--- Given passage ---
** start **
Last month, German divers scanning the Baltic seafloor for abandoned fishing nets happened upon a rare piece of history: a strange contraption with keys and a rotor, rusted and covered in algae but relatively intact.
“A colleague swam up and said: [T]here’s a net there with an old typewriter in it,” lead diver Florian Huber tells the DPA news agency.
Similar to a typewriter, the device was indeed used for sending messages—in this case, of a dangerous and clandestine variety. As Agence France-Presse reports, the group’s find is a rare Enigma cipher machine used by Nazi Germany to transmit encrypted military communications during World War II.
The divers found the machine off the coast of northeast Germany in the Bay of Gelting, which is part of the Baltic Sea. On assignment for the World Wildlife Foundation (WWF), the team had been using sonar technology to scan for “ghost nets,” or abandoned fishing nets that pollute the oceans and pose a deadly threat to fish, seabirds and other marine mammals, per a statement.
As Huber notes, the group’s sonar equipment often detects strange objects on the seabed.
“I’ve made many exciting and strange discoveries in the past 20 years,” he tells Reuters. “But I never dreamt that we would one day find one of the legendary Enigma machines.”
When users composed messages on Enigma machines, the devices’ rotors substituted new letters for each stroke in order to encrypt the message. Operators who received the encoded message would need an Enigma of their own, as well as the precise starting positions of the sender’s rotors, to decode the message, according to Stephanie Pappas of Live Science.
** end **
--- Given request 1 ---
In the article about the Enigma machine found in the Baltic, what were the divers scanning the seafloor for when they came upon it?
--- Given request 2 ---
Please carry on the article about the Enigma machine found in the Baltic, beginning after its last sentence.

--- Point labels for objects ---
** start **
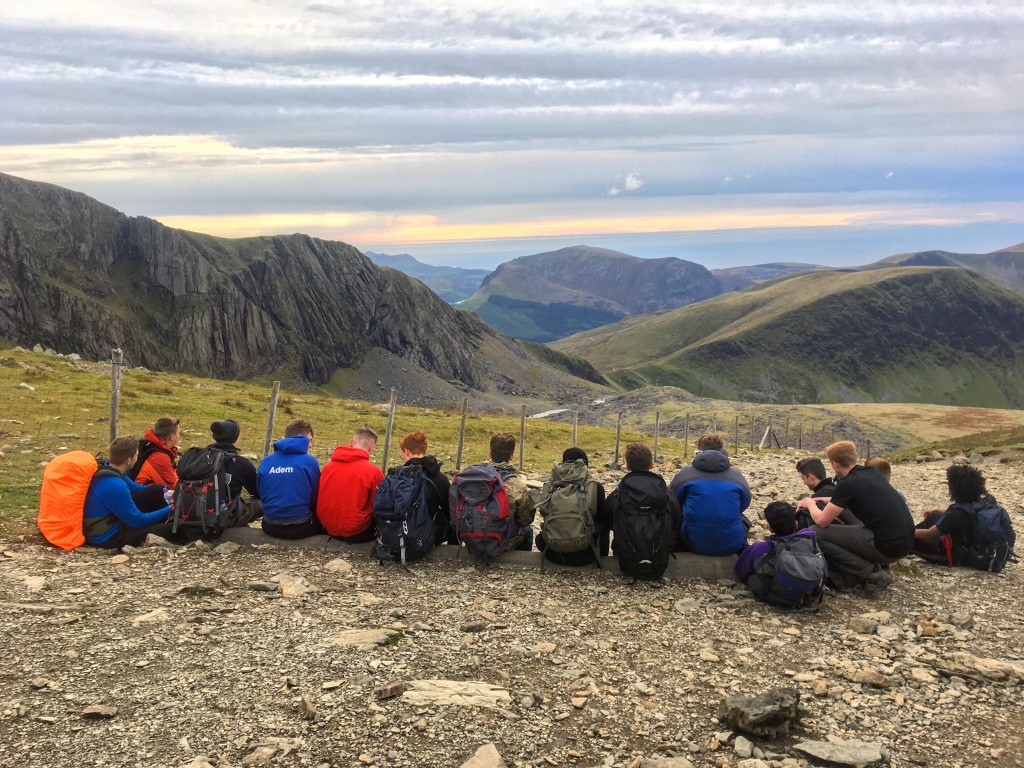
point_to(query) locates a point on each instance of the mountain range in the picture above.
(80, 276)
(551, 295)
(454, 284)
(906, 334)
** end **
** start **
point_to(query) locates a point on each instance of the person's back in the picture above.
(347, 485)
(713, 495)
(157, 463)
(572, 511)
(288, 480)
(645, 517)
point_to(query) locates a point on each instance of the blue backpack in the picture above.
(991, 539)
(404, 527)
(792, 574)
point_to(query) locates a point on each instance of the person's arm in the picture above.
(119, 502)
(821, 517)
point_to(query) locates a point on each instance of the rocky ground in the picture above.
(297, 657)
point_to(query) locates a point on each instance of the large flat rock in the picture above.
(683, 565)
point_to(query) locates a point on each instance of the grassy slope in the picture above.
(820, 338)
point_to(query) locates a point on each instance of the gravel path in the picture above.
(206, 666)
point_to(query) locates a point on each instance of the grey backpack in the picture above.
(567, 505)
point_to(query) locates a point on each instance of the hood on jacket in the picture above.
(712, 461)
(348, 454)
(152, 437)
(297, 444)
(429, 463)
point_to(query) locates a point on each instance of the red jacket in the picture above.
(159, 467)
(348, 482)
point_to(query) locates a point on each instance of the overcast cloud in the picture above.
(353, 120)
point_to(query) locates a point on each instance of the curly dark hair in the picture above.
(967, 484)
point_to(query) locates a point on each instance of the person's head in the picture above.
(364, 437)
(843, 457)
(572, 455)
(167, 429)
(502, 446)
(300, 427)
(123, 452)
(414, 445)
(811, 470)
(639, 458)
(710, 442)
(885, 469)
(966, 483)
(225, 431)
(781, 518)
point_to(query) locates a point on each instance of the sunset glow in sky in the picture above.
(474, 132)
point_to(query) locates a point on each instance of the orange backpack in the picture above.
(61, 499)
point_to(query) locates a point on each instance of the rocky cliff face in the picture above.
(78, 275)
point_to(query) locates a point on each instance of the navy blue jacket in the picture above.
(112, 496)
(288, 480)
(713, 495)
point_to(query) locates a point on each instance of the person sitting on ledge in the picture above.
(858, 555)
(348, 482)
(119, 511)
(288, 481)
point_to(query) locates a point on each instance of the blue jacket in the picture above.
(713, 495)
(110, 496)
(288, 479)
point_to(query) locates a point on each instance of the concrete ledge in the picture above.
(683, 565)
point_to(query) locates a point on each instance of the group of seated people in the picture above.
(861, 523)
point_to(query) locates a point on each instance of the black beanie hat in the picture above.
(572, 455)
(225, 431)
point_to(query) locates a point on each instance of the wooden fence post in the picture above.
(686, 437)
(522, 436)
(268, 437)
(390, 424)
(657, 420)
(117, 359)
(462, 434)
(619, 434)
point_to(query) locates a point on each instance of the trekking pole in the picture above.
** end **
--- Output 1 ---
They were scanning for abandoned fishing nets, known as "ghost nets."

--- Output 2 ---
The machine discovered by the divers had three rotors, so it likely came from a German warship. U-boats—powerful submarines that wreaked havoc on Allied forces during the first and second world wars—usually carried more complex four-rotor Engima devices, historian Jann Witt of the German Naval Association tells the DPA.
In 1945, as the global conflict drew to a close, the German Navy purposefully sank a number of submarines in the Bay of Gelting to ensure they wouldn’t be handed over to the Allies, Huber explains in the statement. Someone might have thrown this machine overboard around that time to protect military secrets, Witt suggests.
Though Enigma machines did, for a time, allow German forces to secretly communicate troops’ positions and plans of attack with impunity, the Allies eventually cracked their code.
Per BBC News, the Polish Cipher Bureau, including mathematicians Marian Rejewski, Henryk Zygalski and Jerzy Różycki, reconstructed a mock-up of the Enigma machine and made a first attempt at breaking the code in the late 1930s.
The Polish codebreakers’ efforts paved the way for subsequent research ventures, including British mathematician Alan Turing’s Bletchley Park team, which eventually cracked the increasingly sophisticated Enigma encryption. This achievement marked a major intelligence win for the Allies, and some historians estimate that it may have shortened the war by several years. Now recognized as a founder of modern computer science, Turing and his achievements were memorialized in the 2014 film The Imitation Game.
Germany produced about 20,000 Enigma machines during the 1930s and ’40s, but only a handful of these have survived to the present day, making the devices a prized collector’s item. In 2017, a mathematician in Romania sold a well-preserved three-rotor Enigma machine for roughly $51,620. Four-rotor Enigmas, meanwhile, have sold for upward of $400,000 at major auction houses.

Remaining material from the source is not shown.